* **Dataset records**
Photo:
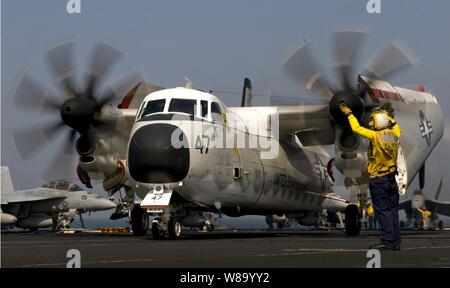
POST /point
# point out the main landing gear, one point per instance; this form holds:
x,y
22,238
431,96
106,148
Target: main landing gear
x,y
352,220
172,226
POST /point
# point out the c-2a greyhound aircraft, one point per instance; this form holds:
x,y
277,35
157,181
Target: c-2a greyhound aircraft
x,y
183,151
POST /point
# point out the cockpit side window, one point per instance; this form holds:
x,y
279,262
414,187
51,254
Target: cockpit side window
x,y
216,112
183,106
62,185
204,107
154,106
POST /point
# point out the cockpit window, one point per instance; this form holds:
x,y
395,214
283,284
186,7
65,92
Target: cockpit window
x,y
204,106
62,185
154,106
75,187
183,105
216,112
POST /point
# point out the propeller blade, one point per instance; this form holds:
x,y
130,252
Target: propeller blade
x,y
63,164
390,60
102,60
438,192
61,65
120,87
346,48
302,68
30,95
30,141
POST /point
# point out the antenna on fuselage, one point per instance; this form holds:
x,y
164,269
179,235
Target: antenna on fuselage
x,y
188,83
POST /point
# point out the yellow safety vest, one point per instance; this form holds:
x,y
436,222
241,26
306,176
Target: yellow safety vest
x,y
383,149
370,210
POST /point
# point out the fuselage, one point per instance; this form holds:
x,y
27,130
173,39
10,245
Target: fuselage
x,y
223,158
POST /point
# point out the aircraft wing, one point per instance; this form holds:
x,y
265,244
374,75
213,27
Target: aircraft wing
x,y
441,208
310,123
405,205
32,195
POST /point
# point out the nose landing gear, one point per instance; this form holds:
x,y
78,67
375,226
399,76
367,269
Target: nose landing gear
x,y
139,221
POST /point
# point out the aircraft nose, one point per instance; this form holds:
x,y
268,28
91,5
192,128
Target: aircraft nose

--

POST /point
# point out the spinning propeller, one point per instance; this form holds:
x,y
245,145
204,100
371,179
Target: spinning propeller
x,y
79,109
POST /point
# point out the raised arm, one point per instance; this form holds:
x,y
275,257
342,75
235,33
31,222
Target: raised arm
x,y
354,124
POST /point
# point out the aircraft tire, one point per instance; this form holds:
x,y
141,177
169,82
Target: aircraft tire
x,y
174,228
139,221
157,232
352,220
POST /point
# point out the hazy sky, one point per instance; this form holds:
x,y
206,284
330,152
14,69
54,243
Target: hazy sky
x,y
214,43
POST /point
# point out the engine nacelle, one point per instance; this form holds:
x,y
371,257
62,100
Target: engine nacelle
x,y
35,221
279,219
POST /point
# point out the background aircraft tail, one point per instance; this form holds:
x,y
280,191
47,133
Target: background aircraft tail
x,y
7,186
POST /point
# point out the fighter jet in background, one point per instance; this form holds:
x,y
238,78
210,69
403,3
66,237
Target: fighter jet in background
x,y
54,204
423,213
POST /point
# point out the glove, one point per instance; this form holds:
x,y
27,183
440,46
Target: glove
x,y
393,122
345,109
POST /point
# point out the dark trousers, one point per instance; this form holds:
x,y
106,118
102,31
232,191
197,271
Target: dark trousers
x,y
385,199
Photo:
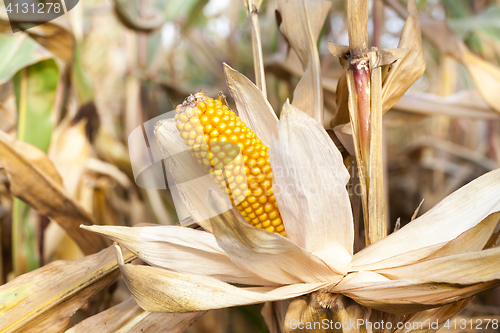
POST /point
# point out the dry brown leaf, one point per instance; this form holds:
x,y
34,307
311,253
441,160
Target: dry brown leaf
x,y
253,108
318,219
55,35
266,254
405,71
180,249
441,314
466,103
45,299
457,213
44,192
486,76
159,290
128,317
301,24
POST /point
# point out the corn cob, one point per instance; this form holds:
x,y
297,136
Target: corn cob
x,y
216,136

==

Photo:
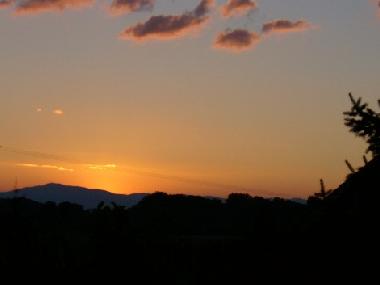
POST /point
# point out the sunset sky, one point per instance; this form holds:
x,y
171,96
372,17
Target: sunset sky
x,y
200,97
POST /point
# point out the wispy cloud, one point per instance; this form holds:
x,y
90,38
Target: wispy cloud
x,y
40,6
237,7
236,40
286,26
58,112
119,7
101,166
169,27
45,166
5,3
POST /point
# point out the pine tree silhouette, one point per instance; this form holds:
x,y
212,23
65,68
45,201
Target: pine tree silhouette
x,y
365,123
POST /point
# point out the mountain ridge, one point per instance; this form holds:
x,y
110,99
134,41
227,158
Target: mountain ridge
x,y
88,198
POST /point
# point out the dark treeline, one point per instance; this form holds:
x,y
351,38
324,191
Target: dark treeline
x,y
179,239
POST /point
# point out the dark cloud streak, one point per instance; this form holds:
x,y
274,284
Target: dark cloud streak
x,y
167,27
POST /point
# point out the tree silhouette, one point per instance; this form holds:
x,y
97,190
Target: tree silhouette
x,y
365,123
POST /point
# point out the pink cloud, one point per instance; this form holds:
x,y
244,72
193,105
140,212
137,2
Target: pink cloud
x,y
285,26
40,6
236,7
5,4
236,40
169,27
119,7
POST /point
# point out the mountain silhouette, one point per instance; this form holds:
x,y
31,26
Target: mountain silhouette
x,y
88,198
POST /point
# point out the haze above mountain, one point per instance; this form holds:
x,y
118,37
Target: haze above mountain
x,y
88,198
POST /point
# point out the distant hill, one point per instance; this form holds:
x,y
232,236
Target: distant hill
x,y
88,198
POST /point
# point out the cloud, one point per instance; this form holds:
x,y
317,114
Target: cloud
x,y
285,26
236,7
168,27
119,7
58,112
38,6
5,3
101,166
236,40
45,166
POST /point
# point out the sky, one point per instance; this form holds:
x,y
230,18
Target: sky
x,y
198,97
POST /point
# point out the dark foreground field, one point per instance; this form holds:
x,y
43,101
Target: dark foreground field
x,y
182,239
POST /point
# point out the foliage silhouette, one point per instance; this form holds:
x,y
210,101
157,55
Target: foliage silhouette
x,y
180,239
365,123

* **Description of the task**
Collect every line of the material that contains the string "pine", copying each such line in full. Case counts.

* **Exercise output**
# point out the pine tree silhouette, one point per instance; this form holds:
Target: pine tree silhouette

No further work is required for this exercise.